==== Brano

Il clan di Donald Trump ha messo in atto la sua minaccia. A nove giorni dallo sgombero della Casa bianca, il falco neoevangelico Mike Pompeo ha inserito Cuba nella lista nera dei «paesi patrocinatori del terrorismo», assieme a Siria, Iraq e Corea del Nord. Pura vendetta contro un paese colpevole di non essersi piegato sotto le quasi 200 misure e sanzioni decise da Trump per strangolarne l’economia. Misure che si sono sommate a 60 anni di blocco economico, finanziario e commerciale unilaterale per abbattere il governo socialista dell’isola.
ERA STATO IL PRESIDENTE Barack Obama nel 2015 a dichiarare «un fallimento» l’embargo – ricordiamo deciso nel 1960 dall’allora segretario di Stato, Lester Mollory, con lo scopo di provocare «una sollevazione della popolazione a causa della fame e della disperazione». Obama aveva tolto Cuba dalla lista nera come misura necessaria per inaugurare una politica di ripresa delle relazioni diplomatiche e di relativa apertura, come dimostrava la storica visita del presidente Usa all’Avana nella primavera del 2016.

========
==== Materiale di partenza

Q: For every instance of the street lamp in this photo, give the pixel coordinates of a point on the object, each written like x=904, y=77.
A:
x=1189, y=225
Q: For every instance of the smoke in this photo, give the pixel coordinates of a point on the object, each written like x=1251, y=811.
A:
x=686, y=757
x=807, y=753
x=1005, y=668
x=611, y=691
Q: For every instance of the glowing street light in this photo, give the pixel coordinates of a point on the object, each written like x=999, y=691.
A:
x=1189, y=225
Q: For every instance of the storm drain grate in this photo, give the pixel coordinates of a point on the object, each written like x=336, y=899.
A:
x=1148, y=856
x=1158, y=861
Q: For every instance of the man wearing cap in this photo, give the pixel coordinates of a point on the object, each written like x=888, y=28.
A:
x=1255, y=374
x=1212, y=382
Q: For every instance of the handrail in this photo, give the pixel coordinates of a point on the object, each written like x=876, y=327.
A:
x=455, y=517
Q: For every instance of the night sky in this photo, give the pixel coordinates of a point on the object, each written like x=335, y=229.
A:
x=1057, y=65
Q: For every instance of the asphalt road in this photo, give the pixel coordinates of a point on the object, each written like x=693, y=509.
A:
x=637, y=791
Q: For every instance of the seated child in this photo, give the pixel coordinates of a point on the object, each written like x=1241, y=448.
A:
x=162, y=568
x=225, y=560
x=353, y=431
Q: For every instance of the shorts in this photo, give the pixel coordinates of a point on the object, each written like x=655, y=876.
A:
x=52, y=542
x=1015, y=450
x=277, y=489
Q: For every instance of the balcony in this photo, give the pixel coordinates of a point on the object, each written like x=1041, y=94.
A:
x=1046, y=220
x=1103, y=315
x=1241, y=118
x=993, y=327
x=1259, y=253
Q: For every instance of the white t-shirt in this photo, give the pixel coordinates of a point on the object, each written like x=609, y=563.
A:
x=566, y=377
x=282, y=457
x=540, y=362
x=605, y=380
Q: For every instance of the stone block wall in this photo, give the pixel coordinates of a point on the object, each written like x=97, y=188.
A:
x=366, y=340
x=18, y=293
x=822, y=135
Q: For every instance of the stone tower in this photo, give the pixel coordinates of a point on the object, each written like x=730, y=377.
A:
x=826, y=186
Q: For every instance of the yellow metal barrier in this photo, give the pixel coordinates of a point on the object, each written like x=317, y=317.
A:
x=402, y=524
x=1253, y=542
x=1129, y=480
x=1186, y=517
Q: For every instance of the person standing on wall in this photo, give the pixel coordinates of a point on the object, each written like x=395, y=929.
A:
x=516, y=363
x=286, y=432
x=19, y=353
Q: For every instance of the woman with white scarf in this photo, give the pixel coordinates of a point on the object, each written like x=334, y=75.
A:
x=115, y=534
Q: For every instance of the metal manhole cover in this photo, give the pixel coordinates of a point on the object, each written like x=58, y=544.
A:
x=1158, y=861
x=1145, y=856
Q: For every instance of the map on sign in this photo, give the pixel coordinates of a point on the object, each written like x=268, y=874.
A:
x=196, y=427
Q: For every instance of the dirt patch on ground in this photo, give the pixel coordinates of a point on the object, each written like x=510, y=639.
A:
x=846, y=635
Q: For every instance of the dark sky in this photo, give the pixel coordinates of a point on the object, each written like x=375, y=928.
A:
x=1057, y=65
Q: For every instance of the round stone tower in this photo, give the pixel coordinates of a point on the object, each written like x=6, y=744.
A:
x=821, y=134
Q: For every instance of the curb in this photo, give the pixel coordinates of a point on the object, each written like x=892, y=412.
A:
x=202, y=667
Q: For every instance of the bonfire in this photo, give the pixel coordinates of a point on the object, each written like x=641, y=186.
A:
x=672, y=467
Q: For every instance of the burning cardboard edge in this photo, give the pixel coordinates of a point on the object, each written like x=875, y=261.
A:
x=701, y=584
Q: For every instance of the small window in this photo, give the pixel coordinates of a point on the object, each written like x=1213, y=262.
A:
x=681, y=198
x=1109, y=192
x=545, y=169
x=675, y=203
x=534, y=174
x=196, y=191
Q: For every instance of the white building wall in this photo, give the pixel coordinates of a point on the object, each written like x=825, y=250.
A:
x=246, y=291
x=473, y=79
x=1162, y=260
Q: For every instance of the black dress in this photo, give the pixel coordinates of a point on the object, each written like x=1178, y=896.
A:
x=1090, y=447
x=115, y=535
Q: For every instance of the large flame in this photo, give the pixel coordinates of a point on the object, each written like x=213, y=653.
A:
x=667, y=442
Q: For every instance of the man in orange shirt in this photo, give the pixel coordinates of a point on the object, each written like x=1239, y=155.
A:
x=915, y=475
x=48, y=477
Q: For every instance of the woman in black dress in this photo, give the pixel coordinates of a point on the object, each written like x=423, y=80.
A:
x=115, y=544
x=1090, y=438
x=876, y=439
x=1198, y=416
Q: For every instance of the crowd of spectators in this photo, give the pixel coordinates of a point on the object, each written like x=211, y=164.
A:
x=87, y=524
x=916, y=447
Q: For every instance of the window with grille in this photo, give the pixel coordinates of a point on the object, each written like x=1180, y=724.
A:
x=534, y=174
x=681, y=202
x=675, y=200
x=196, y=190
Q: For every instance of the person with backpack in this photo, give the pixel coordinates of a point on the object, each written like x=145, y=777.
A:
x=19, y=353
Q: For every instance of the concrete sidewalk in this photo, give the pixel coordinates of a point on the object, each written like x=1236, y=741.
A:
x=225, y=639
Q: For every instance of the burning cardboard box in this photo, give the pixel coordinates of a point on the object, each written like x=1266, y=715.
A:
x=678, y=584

========

[Consegna]: Riassumi in due frasi il brano sull'inserimento di Cuba nella lista nera. Per svolgere l'esercizio le voci non sono necessarie.

[Risposta]: A nove giorni dallo sgombero della Casa Bianca, Mike Pompeo ha inserito Cuba nella lista nera dei paesi patrocinatori del terrorismo, accanto a Siria, Iraq e Corea del Nord, dopo le quasi 200 misure e sanzioni di Trump che si sono sommate a 60 anni di blocco. Nel 2015 Obama aveva definito «un fallimento» l'embargo deciso nel 1960 e aveva tolto Cuba dalla lista per riprendere le relazioni diplomatiche, come dimostrava la sua storica visita all'Avana nella primavera del 2016.